# Records for processing:
══════════
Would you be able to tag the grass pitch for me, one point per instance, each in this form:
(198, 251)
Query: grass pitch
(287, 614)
══════════
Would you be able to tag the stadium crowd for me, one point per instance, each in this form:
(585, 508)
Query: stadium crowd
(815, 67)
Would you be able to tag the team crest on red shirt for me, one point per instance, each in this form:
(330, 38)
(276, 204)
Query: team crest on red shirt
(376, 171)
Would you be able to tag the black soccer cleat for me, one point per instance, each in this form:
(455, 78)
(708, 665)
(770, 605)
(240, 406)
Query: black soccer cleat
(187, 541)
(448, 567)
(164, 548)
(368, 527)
══════════
# The problem:
The lines to return are those in the material above that hold "instance".

# Exercise result:
Would you be able to tag the grass pitch for me, one point per instance, each in this form:
Would you be able to tag the stadium crowd for me, one point per instance, each in this form:
Would you be able to tag the team crest on red shirt for me, one point per instance, each in this form:
Would you be able to tag the black soccer cleat for me, one point per instance, each in this form:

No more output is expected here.